• **TASK TO COMPLETE**
Repeat exactly the lines below that lie between the line with "Target: small stone" and the line with "as [[494, 9]].", counting both of those lines as part of the answer.

• **STUDY MATERIAL**

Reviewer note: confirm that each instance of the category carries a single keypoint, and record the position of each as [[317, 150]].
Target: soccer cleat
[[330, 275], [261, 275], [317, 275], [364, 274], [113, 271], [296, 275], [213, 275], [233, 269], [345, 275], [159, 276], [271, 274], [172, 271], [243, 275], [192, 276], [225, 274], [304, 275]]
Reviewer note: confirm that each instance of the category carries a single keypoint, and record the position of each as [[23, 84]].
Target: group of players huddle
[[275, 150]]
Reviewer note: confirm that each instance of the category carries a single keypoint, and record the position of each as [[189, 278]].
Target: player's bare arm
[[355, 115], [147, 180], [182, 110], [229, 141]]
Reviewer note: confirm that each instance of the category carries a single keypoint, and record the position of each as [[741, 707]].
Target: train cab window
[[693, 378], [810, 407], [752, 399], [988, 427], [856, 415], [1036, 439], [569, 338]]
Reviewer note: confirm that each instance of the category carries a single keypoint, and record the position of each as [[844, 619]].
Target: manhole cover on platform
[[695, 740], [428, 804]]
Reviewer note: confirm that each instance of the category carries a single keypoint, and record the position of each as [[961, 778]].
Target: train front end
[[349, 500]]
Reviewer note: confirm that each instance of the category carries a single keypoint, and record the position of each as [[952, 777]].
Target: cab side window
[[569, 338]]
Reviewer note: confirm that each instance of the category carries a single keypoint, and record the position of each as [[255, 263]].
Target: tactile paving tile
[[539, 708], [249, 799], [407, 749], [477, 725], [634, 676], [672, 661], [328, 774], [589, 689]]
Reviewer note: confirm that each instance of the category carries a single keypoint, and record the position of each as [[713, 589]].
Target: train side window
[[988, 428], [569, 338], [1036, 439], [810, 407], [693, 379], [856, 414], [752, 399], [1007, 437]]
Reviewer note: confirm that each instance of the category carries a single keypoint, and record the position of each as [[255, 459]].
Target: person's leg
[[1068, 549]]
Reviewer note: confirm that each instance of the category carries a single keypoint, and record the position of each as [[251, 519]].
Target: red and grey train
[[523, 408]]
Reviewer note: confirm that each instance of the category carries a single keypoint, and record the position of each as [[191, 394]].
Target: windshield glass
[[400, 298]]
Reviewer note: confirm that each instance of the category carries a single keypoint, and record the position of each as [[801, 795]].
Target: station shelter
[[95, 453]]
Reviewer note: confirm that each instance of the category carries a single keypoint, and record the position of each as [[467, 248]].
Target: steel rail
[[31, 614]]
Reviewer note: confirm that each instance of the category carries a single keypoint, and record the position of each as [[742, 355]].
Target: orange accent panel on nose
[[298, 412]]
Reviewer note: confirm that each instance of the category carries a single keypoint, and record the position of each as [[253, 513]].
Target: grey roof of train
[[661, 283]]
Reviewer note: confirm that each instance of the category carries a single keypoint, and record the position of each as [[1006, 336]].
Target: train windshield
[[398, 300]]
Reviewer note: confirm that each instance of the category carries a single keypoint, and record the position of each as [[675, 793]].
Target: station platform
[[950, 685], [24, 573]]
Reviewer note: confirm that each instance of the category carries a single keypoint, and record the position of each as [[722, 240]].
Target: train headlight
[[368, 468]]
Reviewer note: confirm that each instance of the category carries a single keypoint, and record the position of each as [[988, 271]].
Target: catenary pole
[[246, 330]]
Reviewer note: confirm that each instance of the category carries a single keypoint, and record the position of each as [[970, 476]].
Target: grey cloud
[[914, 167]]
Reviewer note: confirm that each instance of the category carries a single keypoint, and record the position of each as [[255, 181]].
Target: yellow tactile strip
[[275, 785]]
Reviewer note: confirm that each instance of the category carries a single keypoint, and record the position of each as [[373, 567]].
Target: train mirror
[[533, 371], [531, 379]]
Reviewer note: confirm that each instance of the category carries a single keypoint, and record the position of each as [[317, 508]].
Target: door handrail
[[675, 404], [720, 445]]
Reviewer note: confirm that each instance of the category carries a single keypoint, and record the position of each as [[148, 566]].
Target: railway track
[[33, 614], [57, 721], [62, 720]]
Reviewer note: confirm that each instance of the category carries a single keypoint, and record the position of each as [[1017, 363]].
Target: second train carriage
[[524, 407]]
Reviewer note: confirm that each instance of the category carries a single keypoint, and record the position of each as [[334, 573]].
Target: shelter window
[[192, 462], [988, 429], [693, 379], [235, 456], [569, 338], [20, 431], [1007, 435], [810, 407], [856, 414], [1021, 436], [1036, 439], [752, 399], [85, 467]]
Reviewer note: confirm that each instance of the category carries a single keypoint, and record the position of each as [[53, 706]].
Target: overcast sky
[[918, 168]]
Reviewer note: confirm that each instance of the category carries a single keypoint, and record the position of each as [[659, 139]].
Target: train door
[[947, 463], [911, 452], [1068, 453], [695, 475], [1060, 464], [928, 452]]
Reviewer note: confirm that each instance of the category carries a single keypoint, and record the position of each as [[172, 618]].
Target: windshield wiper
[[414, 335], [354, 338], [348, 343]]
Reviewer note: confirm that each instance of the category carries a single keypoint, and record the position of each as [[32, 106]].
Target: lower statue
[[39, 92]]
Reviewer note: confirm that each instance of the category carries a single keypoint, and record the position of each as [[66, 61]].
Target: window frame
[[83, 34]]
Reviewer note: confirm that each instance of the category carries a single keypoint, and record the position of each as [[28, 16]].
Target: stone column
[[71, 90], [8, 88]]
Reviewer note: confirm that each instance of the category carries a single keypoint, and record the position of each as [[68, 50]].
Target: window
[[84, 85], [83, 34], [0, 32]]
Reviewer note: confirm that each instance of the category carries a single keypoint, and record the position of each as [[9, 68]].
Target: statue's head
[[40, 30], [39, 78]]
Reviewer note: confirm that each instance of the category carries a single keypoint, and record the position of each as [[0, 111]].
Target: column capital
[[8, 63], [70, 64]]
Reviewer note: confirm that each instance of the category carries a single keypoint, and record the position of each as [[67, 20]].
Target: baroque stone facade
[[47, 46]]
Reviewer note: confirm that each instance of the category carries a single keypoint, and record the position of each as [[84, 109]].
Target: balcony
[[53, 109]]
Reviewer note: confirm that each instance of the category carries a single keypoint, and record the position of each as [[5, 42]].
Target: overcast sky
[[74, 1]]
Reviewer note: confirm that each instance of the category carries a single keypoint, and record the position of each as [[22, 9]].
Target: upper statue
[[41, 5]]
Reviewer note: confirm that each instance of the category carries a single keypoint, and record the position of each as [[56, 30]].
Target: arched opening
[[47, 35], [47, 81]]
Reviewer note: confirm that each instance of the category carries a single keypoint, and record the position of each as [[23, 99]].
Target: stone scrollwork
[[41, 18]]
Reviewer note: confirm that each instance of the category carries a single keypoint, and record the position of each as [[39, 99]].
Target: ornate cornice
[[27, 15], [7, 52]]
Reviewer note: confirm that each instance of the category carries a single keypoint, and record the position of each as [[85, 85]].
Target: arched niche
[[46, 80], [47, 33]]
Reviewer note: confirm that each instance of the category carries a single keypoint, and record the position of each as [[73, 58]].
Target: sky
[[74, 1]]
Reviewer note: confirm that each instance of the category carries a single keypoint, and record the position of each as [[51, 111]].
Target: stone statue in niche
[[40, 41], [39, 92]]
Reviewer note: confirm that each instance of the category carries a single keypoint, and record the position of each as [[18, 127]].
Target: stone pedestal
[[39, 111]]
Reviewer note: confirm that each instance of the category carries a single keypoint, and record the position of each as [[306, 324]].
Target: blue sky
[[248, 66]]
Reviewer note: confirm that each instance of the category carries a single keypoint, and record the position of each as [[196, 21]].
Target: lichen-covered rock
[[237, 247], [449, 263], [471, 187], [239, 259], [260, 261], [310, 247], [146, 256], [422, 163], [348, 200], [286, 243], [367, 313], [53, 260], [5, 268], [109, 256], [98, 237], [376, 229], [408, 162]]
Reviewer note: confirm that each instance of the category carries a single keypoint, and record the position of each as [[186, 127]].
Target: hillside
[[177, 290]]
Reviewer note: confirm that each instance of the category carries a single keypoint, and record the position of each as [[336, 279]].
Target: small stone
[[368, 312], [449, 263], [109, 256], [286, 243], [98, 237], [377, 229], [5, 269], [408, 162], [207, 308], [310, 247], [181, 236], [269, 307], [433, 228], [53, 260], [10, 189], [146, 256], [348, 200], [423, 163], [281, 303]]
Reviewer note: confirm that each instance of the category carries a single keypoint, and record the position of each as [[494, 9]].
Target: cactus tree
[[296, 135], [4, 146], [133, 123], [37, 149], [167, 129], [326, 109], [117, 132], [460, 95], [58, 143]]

• **WRITTEN RESPONSE**
Target: small stone
[[368, 312], [449, 263], [109, 256], [286, 243], [98, 237], [377, 229], [5, 269], [408, 162], [207, 308], [310, 247], [181, 236], [269, 307], [433, 228], [53, 260], [10, 189], [146, 256], [348, 200], [423, 163], [281, 303]]
Reviewer note: confirm that each instance of the category carries a single keypoint, and record the position of each as [[494, 9]].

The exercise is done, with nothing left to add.